**What is being asked**
Rewrite the lines below, from the line with "hand in the image above." through the line with "383;140;408;159", requests included. Shift each bounding-box coordinate in those answers by adding 147 to it.

**Provided entries**
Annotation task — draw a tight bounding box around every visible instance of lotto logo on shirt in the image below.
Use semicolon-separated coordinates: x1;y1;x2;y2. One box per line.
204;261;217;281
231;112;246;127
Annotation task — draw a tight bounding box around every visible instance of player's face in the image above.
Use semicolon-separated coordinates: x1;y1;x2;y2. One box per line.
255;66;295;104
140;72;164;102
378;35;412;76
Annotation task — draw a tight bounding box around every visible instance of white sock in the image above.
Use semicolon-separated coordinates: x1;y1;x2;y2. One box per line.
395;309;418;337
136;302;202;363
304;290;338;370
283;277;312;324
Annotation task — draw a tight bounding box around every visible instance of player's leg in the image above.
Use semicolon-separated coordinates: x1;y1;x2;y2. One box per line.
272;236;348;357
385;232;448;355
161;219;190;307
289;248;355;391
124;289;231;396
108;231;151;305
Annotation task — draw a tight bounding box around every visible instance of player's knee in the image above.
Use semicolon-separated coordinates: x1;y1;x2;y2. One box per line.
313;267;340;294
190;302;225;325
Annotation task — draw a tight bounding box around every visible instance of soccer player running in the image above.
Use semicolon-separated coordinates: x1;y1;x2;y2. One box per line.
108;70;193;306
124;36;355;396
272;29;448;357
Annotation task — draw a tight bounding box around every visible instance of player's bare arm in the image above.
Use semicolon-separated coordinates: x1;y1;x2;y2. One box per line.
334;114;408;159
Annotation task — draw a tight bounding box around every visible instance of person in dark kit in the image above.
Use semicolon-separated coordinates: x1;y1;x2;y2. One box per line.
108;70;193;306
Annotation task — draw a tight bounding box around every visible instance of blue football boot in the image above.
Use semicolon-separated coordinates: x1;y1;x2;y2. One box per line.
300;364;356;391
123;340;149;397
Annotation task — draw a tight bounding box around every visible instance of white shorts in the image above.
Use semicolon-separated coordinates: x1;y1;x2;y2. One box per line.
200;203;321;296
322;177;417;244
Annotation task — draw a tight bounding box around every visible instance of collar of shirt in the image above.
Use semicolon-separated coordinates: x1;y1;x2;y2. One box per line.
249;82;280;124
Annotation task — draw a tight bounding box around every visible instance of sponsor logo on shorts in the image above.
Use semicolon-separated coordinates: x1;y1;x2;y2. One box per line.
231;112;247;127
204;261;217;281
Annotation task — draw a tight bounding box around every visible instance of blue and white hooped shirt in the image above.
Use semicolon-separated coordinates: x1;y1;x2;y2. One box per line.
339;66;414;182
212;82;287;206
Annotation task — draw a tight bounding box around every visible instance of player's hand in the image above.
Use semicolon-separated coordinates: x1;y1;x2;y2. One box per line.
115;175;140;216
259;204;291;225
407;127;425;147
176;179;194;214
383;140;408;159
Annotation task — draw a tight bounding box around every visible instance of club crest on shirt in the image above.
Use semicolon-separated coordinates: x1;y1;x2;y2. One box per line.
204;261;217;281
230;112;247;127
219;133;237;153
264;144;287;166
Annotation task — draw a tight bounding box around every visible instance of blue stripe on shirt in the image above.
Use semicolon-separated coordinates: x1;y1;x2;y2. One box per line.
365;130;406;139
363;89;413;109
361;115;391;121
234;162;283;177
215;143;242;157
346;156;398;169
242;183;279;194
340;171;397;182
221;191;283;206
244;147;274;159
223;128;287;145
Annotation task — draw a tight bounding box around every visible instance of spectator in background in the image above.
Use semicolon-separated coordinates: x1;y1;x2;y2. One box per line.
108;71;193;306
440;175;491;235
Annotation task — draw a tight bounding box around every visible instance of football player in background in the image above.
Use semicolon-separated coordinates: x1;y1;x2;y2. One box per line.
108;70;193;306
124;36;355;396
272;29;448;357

**Result for this task**
Annotation task — draw a tight bounding box around every visible instance of player's hand in the image above.
Use semicolon-separated coordinates: x1;y1;x2;y2. One box per line.
262;322;287;363
406;351;438;372
554;274;572;294
323;326;341;361
530;287;555;306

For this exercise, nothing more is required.